BEGIN

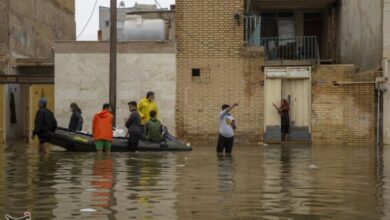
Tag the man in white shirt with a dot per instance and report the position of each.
(227, 126)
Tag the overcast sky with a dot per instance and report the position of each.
(84, 9)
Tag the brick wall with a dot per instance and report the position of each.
(222, 80)
(344, 114)
(209, 38)
(208, 29)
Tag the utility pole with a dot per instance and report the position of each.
(113, 50)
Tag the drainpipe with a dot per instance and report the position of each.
(377, 115)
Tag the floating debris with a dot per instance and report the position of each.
(89, 190)
(88, 210)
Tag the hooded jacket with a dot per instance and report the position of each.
(102, 126)
(144, 108)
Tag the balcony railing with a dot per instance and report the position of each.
(252, 25)
(290, 48)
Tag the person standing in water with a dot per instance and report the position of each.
(76, 120)
(102, 130)
(45, 125)
(284, 112)
(134, 128)
(145, 106)
(227, 125)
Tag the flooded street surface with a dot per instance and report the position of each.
(256, 182)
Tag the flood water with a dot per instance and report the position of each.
(256, 182)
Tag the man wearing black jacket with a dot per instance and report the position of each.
(45, 125)
(134, 127)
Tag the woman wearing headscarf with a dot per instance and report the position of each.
(76, 120)
(284, 112)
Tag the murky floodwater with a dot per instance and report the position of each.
(256, 182)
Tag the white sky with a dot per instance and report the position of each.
(85, 7)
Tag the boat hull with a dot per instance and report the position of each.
(81, 142)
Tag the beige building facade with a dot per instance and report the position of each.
(142, 67)
(28, 30)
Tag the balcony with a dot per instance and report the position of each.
(296, 50)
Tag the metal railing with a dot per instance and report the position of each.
(252, 27)
(290, 48)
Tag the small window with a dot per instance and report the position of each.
(195, 72)
(119, 24)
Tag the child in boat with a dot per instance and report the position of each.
(153, 129)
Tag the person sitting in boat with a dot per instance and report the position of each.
(102, 130)
(145, 106)
(76, 120)
(153, 129)
(133, 125)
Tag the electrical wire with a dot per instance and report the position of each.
(89, 19)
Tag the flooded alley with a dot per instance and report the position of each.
(256, 182)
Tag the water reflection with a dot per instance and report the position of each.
(275, 182)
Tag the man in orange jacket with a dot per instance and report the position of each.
(102, 129)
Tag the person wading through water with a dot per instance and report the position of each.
(45, 125)
(76, 120)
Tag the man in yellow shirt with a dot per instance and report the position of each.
(145, 106)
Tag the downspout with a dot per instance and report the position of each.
(248, 3)
(378, 114)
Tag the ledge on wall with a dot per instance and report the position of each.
(252, 52)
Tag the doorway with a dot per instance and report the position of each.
(293, 84)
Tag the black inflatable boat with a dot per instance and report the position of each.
(79, 141)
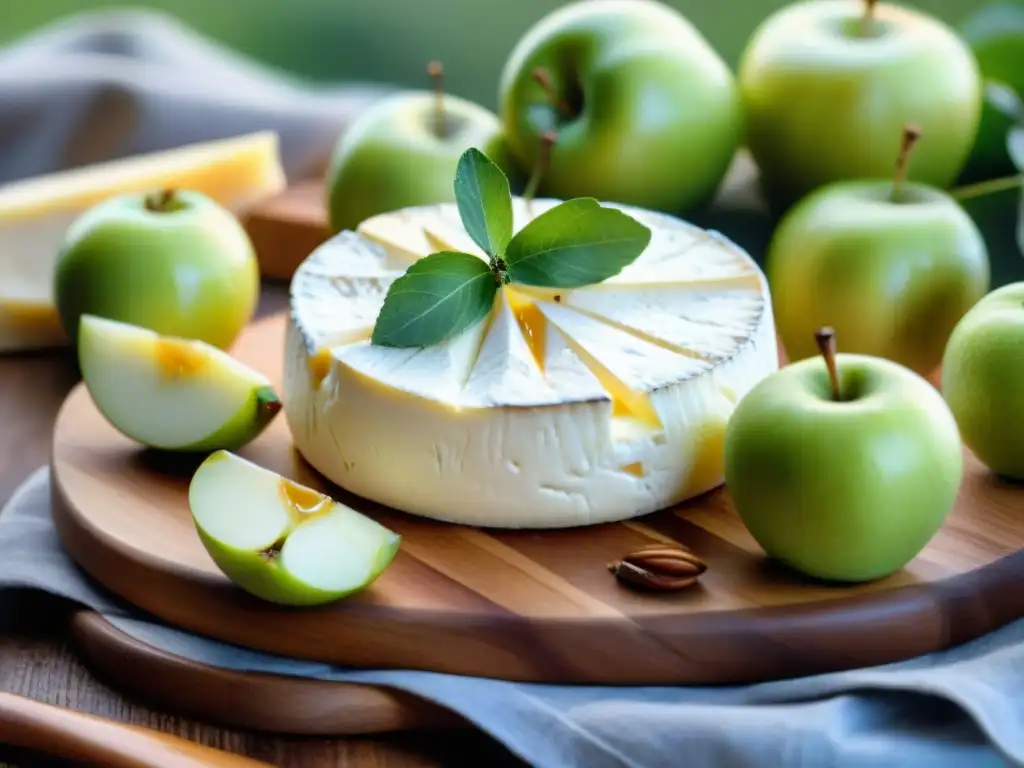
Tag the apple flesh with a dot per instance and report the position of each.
(846, 491)
(653, 112)
(983, 379)
(393, 156)
(179, 265)
(283, 542)
(171, 393)
(824, 98)
(891, 278)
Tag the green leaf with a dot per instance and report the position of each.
(484, 201)
(577, 243)
(438, 297)
(1015, 145)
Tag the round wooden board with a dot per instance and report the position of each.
(248, 700)
(532, 605)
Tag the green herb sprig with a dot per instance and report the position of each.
(577, 243)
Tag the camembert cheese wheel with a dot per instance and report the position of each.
(563, 408)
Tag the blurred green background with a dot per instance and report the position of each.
(391, 40)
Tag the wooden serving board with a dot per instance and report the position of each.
(532, 605)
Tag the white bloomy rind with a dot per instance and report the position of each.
(619, 411)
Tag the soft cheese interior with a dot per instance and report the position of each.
(564, 408)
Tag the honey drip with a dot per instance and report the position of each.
(177, 358)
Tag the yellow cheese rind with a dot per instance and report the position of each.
(564, 408)
(35, 213)
(233, 171)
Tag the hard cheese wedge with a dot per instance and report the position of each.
(35, 213)
(563, 408)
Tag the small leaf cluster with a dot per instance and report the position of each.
(576, 243)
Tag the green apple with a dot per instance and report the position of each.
(395, 155)
(171, 393)
(283, 542)
(825, 94)
(646, 112)
(983, 379)
(175, 262)
(892, 276)
(990, 157)
(847, 488)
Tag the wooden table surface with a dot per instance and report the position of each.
(37, 660)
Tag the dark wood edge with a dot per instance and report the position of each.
(773, 642)
(249, 700)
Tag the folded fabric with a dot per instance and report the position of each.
(110, 84)
(960, 709)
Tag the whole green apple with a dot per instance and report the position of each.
(990, 157)
(174, 262)
(396, 155)
(646, 113)
(892, 276)
(827, 84)
(983, 379)
(847, 488)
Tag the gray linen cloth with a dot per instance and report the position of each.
(960, 709)
(111, 84)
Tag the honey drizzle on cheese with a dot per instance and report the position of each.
(532, 325)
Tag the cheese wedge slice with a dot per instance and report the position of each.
(35, 213)
(562, 408)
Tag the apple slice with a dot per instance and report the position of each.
(283, 542)
(171, 393)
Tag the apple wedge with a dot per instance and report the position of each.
(283, 542)
(171, 393)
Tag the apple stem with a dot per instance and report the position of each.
(868, 18)
(160, 202)
(910, 135)
(543, 78)
(548, 139)
(989, 186)
(436, 72)
(825, 338)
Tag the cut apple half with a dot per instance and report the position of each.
(171, 393)
(283, 542)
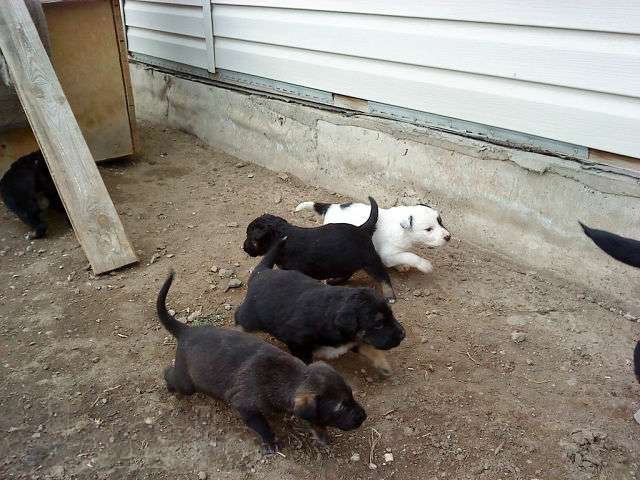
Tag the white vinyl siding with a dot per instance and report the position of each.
(560, 70)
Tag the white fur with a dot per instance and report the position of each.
(397, 231)
(329, 353)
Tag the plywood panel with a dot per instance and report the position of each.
(86, 56)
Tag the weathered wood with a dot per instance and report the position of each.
(85, 197)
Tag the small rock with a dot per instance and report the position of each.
(57, 471)
(224, 273)
(518, 337)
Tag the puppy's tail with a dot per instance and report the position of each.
(370, 225)
(625, 250)
(319, 207)
(636, 361)
(269, 260)
(173, 326)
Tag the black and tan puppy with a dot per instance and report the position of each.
(331, 252)
(256, 378)
(27, 190)
(317, 319)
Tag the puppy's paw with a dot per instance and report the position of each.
(270, 448)
(321, 436)
(384, 371)
(425, 267)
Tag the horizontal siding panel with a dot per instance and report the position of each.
(181, 19)
(603, 121)
(589, 60)
(177, 48)
(621, 16)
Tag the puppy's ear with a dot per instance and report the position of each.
(304, 406)
(407, 223)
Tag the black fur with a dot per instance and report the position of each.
(321, 208)
(256, 378)
(334, 251)
(24, 187)
(625, 250)
(307, 314)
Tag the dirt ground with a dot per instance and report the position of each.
(82, 394)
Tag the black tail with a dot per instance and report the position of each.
(636, 361)
(168, 321)
(269, 260)
(625, 250)
(370, 225)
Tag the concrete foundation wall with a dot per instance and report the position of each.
(520, 204)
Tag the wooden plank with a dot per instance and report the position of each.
(86, 57)
(622, 16)
(85, 197)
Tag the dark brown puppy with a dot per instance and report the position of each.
(256, 378)
(317, 319)
(331, 252)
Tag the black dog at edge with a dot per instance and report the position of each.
(28, 190)
(625, 250)
(332, 252)
(256, 378)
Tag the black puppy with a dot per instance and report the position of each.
(28, 190)
(314, 318)
(256, 378)
(625, 250)
(334, 251)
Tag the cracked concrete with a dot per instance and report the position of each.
(520, 204)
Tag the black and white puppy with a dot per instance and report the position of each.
(28, 190)
(398, 231)
(625, 250)
(330, 252)
(317, 319)
(256, 378)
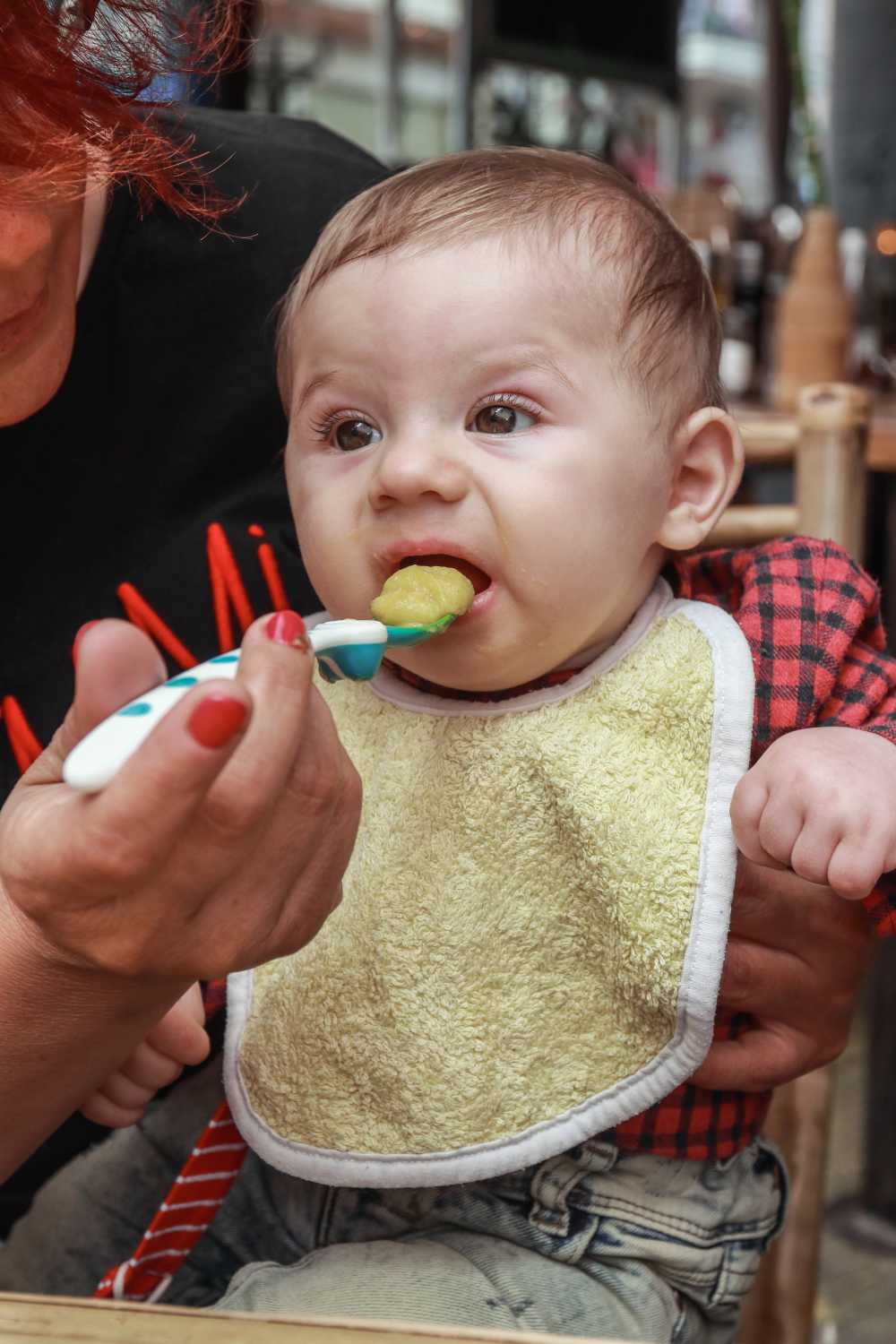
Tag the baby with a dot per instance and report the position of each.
(468, 1099)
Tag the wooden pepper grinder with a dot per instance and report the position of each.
(814, 322)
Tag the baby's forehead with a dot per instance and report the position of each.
(556, 269)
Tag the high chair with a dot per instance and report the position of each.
(826, 443)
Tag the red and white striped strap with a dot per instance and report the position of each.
(188, 1209)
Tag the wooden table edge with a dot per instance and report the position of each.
(82, 1314)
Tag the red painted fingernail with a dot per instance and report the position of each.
(217, 719)
(80, 636)
(287, 628)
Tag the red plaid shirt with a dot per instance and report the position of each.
(812, 618)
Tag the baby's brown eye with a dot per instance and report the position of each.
(495, 419)
(354, 435)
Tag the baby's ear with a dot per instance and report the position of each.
(708, 461)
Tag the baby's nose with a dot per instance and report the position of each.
(409, 470)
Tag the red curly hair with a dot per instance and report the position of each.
(74, 73)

END

An exact copy of the lines from the one containing "Tag the red curly" through the end of the entries is required, and nothing beyond them.

**Result of this task:**
Tag the red curly hair with a dot per instance and report the position of each.
(74, 73)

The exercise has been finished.